→ **WHAT THE TASK ASKS**: Copy every line in the entries below that contains the string "clicks".
++++++++
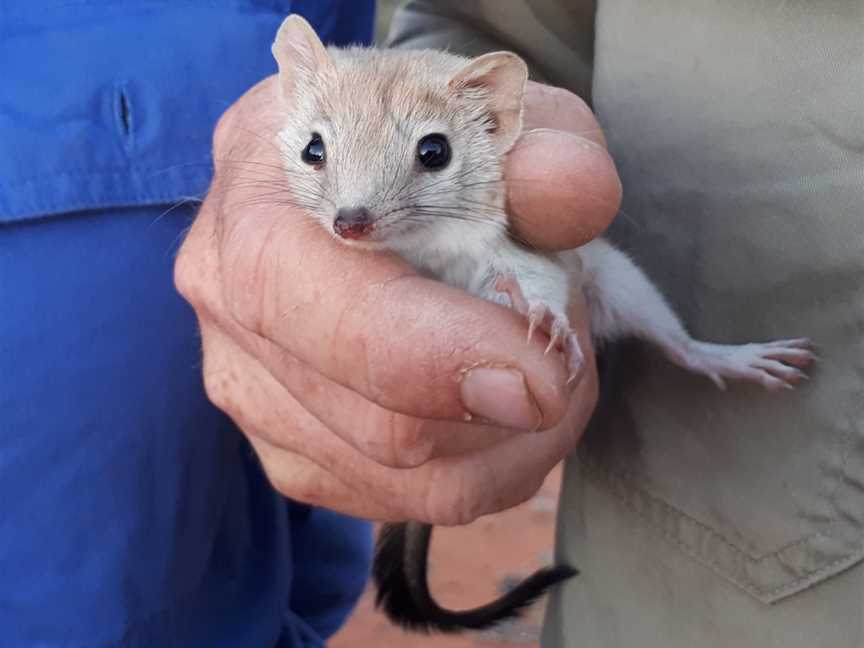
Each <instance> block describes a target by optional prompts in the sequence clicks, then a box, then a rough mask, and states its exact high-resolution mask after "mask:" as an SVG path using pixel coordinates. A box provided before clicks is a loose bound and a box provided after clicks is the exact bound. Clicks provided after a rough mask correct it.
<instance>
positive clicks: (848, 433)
mask: <svg viewBox="0 0 864 648" xmlns="http://www.w3.org/2000/svg"><path fill="white" fill-rule="evenodd" d="M852 424H853V425H854V422H852ZM854 441H855V434H854V432H853V431H852V430H851V429H850V431H849V433H847V434H846V435H845V438H844V440H843V443H842V444H841V448H842V450H841V453H840V471H839V476H838V477H837V479H836V480H835V481H836V484H835V486H834V488H833V489H831V491H832V492H831V495H830V499H831V501H830V505H831V508H832V509H833V513H832V515H831V516H830V518H829V520H830V522H829V523H828V524H827V525H826V526H825V528H823V529H820V530H818V531H814V532H813V533H811V534H808V535H806V536H804V537H802V538H799V539H798V540H795V541H793V542H790V543H787V544H786V545H783V546H782V547H780V548H778V549H776V550H774V551H772V552H768V553H764V554H758V555H753V554H749V553H748V552H746V551H744V550H743V549H741V548H740V547H738V546H737V545H734V544H732V543H731V542H730V541H729V540H728V539H727V538H726V537H725V536H724V535H723V534H722V533H720V532H719V531H717V530H716V529H713V528H711V527H709V526H707V525H706V524H704V523H703V522H700V521H699V520H697V519H695V518H693V517H691V516H690V515H688V514H686V513H685V512H683V511H681V510H680V509H678V508H676V507H674V506H672V505H671V504H669V503H668V502H666V501H665V500H663V499H660V498H658V497H656V496H654V495H652V494H650V493H649V492H647V491H646V490H644V489H642V488H639V487H637V486H635V485H634V484H633V482H632V481H631V480H630V479H629V478H628V477H626V476H625V475H624V474H620V473H615V472H613V471H611V470H608V469H604V468H601V467H600V466H599V465H598V464H597V463H596V462H593V461H590V460H589V459H587V458H585V457H583V456H579V461H580V463H581V464H582V465H583V466H585V467H586V468H587V469H588V473H589V474H594V475H595V481H598V480H596V477H597V476H599V477H602V478H603V479H602V481H605V482H607V484H608V485H609V487H608V488H607V489H606V490H607V491H608V492H610V493H611V494H612V495H613V496H614V497H615V498H616V499H617V500H618V501H619V502H620V503H621V504H622V506H624V508H626V509H627V510H629V511H631V512H632V513H634V514H636V516H637V517H638V518H639V519H641V520H643V521H644V522H646V523H647V524H648V525H649V526H650V527H652V528H654V529H655V530H657V531H659V532H660V535H661V536H663V537H664V538H666V539H667V540H669V541H671V542H673V544H675V545H676V546H678V547H679V549H681V550H682V551H684V553H686V554H687V555H689V556H691V557H693V558H695V559H696V560H698V561H699V562H700V563H703V564H705V565H706V566H708V567H709V568H710V569H711V570H712V571H714V572H715V573H717V574H718V575H720V576H722V577H723V578H725V579H727V580H729V581H730V582H732V583H734V584H735V585H737V586H738V587H740V588H742V589H744V590H745V591H747V592H749V593H751V594H753V595H755V596H757V597H759V598H763V597H766V596H768V597H776V596H778V595H779V594H782V593H785V592H789V593H794V591H796V590H799V589H801V588H802V587H805V586H806V585H807V583H808V582H810V581H812V580H813V579H814V578H815V577H817V576H818V575H820V574H823V573H826V572H828V571H831V570H832V569H833V568H835V567H837V566H838V565H840V564H842V563H844V562H849V563H850V564H854V562H857V560H860V559H861V557H862V555H864V545H861V546H859V547H858V548H856V549H853V550H852V551H849V552H847V553H844V554H843V555H842V556H840V557H838V558H837V559H835V560H833V561H831V562H830V563H827V564H825V565H822V566H821V567H819V568H817V569H813V570H809V571H805V572H801V573H800V574H799V575H798V576H797V577H796V578H795V579H794V580H792V581H790V582H788V583H785V584H783V585H778V586H776V587H770V588H765V587H760V586H759V585H758V584H756V583H755V582H754V581H753V580H752V579H750V578H743V579H742V578H741V577H740V576H737V575H736V574H735V573H733V570H732V569H729V568H726V567H723V566H721V565H720V564H719V563H717V562H715V561H713V560H711V559H710V558H709V557H708V556H706V555H703V554H701V553H697V552H696V550H695V549H693V548H692V547H691V546H690V545H689V544H687V543H686V542H685V541H684V540H682V539H681V538H680V537H679V536H678V535H676V534H673V533H670V532H669V531H668V530H666V529H664V528H662V527H661V526H660V525H658V524H657V523H655V522H654V521H653V520H651V519H649V518H648V517H647V516H646V515H645V514H644V512H643V511H642V510H640V509H639V508H638V507H636V506H634V505H633V504H631V503H630V502H628V501H627V500H626V499H625V498H624V497H623V496H622V494H621V493H620V492H618V490H620V489H616V488H615V484H614V482H619V483H620V484H621V485H622V486H623V487H624V488H626V489H627V490H629V491H630V492H632V493H634V494H637V493H638V495H639V496H640V497H643V498H645V499H646V500H648V501H649V502H650V503H652V504H653V505H655V506H659V507H660V508H661V509H662V510H663V511H664V512H665V514H667V515H670V516H671V517H673V518H675V519H683V520H686V521H687V522H689V523H690V524H692V525H693V526H694V527H696V528H697V529H699V530H700V531H702V532H703V533H705V534H706V535H707V536H709V537H711V538H714V539H716V540H718V541H719V542H721V543H722V544H723V545H724V546H725V547H727V548H728V549H729V550H730V551H731V552H733V553H734V554H736V555H738V556H741V557H743V558H745V559H747V560H750V561H751V562H755V563H759V562H763V561H765V560H767V559H769V558H774V557H778V556H779V554H781V553H784V552H788V551H791V550H793V549H795V548H797V547H799V546H802V545H805V544H807V543H809V542H812V541H813V539H814V538H817V537H825V538H830V537H833V531H834V529H835V528H836V526H837V522H838V517H839V516H838V510H837V508H838V507H837V502H836V497H837V493H838V491H839V490H840V486H841V485H842V483H843V482H845V481H848V470H847V468H848V463H849V458H850V456H851V454H852V449H853V447H854V445H855V443H854ZM861 539H862V540H864V535H862V536H861Z"/></svg>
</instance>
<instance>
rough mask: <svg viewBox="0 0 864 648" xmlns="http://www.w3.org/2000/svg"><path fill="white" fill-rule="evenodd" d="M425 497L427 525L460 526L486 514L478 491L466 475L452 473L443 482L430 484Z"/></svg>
mask: <svg viewBox="0 0 864 648" xmlns="http://www.w3.org/2000/svg"><path fill="white" fill-rule="evenodd" d="M429 483H430V485H431V487H430V488H429V490H428V492H427V495H426V503H425V517H426V518H427V520H428V521H429V523H430V524H437V525H439V526H463V525H466V524H470V523H471V522H473V521H474V520H476V519H477V518H479V517H480V516H481V515H483V514H485V513H487V512H488V511H486V505H485V504H486V503H485V502H484V501H483V498H482V496H481V493H482V492H483V491H482V489H480V488H477V486H478V484H476V482H475V480H474V479H473V478H472V477H471V475H470V473H468V472H466V471H464V470H457V471H453V473H452V474H450V475H446V479H440V478H435V479H432V480H430V482H429Z"/></svg>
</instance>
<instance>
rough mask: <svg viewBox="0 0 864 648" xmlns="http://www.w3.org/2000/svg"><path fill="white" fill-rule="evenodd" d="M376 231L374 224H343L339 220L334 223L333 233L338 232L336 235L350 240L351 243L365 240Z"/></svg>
mask: <svg viewBox="0 0 864 648" xmlns="http://www.w3.org/2000/svg"><path fill="white" fill-rule="evenodd" d="M374 229H375V226H374V225H373V224H372V223H354V224H346V223H341V222H339V221H338V220H337V221H336V222H335V223H333V231H334V232H336V235H337V236H341V237H342V238H344V239H348V240H349V241H358V240H360V239H364V238H366V237H367V236H368V235H369V234H371V233H372V231H373V230H374Z"/></svg>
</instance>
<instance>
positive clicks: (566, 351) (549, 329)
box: [495, 276, 585, 384]
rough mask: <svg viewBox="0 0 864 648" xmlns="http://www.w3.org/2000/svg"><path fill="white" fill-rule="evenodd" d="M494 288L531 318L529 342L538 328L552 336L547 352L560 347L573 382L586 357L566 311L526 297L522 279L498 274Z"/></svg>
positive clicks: (514, 307) (541, 299) (579, 370)
mask: <svg viewBox="0 0 864 648" xmlns="http://www.w3.org/2000/svg"><path fill="white" fill-rule="evenodd" d="M495 290H496V291H497V292H499V293H501V294H505V295H507V296H508V297H509V298H510V305H511V306H512V308H513V310H515V311H516V312H518V313H521V314H522V315H524V316H525V317H526V318H528V342H530V341H531V339H532V338H533V337H534V333H535V332H536V331H537V330H538V329H539V330H541V331H543V332H544V333H545V334H546V335H547V336H549V343H548V344H547V345H546V351H545V353H549V352H550V351H551V350H552V349H557V350H558V351H560V352H562V353H563V354H564V361H565V363H566V365H567V372H568V378H567V383H568V384H570V383H572V382H573V381H574V380H576V379H577V378H578V377H579V375H580V374H581V373H582V368H583V365H584V361H585V358H584V356H583V355H582V348H581V347H580V346H579V338H578V337H577V335H576V332H575V331H574V330H573V328H572V327H571V326H570V320H569V319H568V317H567V314H566V313H565V312H564V310H563V309H561V308H556V307H555V306H552V305H550V304H549V302H547V301H546V300H543V299H540V298H534V299H531V298H529V297H526V295H525V292H524V291H523V290H522V287H521V286H520V285H519V282H518V281H517V280H516V278H515V277H512V276H499V277H498V278H497V279H496V280H495Z"/></svg>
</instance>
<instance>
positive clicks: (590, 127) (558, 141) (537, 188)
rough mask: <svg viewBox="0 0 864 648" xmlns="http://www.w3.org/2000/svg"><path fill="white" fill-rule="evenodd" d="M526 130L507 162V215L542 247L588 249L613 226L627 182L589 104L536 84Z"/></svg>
mask: <svg viewBox="0 0 864 648" xmlns="http://www.w3.org/2000/svg"><path fill="white" fill-rule="evenodd" d="M524 127H525V129H526V130H525V132H524V133H523V135H522V136H521V137H520V138H519V140H517V142H516V144H515V146H514V147H513V149H512V150H511V151H510V153H509V154H508V156H507V159H506V161H505V168H504V175H505V179H506V182H507V198H508V212H509V214H510V224H511V227H512V228H513V229H514V230H515V231H516V233H517V234H518V235H519V237H520V238H522V239H524V240H527V241H530V242H531V243H532V244H534V245H536V246H537V247H539V248H543V249H547V250H564V249H569V248H574V247H578V246H580V245H584V244H585V243H587V242H588V241H590V240H591V239H593V238H595V237H597V236H599V235H600V234H601V233H602V232H603V231H604V230H605V229H606V228H607V227H608V226H609V224H610V223H611V222H612V219H613V218H614V217H615V215H616V214H617V213H618V209H619V207H620V204H621V181H620V179H619V178H618V172H617V170H616V169H615V163H614V162H613V160H612V158H611V156H610V155H609V153H608V151H607V150H606V140H605V138H604V137H603V131H602V129H601V128H600V124H599V123H598V122H597V119H596V118H595V116H594V114H593V112H591V109H590V108H589V107H588V105H587V104H586V103H585V102H584V101H582V100H581V99H580V98H579V97H577V96H576V95H574V94H573V93H571V92H568V91H566V90H563V89H561V88H553V87H551V86H544V85H541V84H539V83H529V85H528V87H527V88H526V93H525V123H524Z"/></svg>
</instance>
++++++++
→ **RESPONSE AREA**:
Each <instance> block describes a target by optional prompts in the sequence clicks, then a box, then a rough mask, and states its exact high-resolution mask after "mask:" as an SVG path using pixel coordinates. A box provided before clicks is a loose bound and a box provided after clicks is the exact bound. Clicks provided after a rough mask correct it.
positive clicks: (848, 433)
positive clicks: (566, 351) (549, 329)
positive clicks: (514, 307) (541, 299) (579, 370)
positive clicks: (590, 127) (558, 141) (537, 188)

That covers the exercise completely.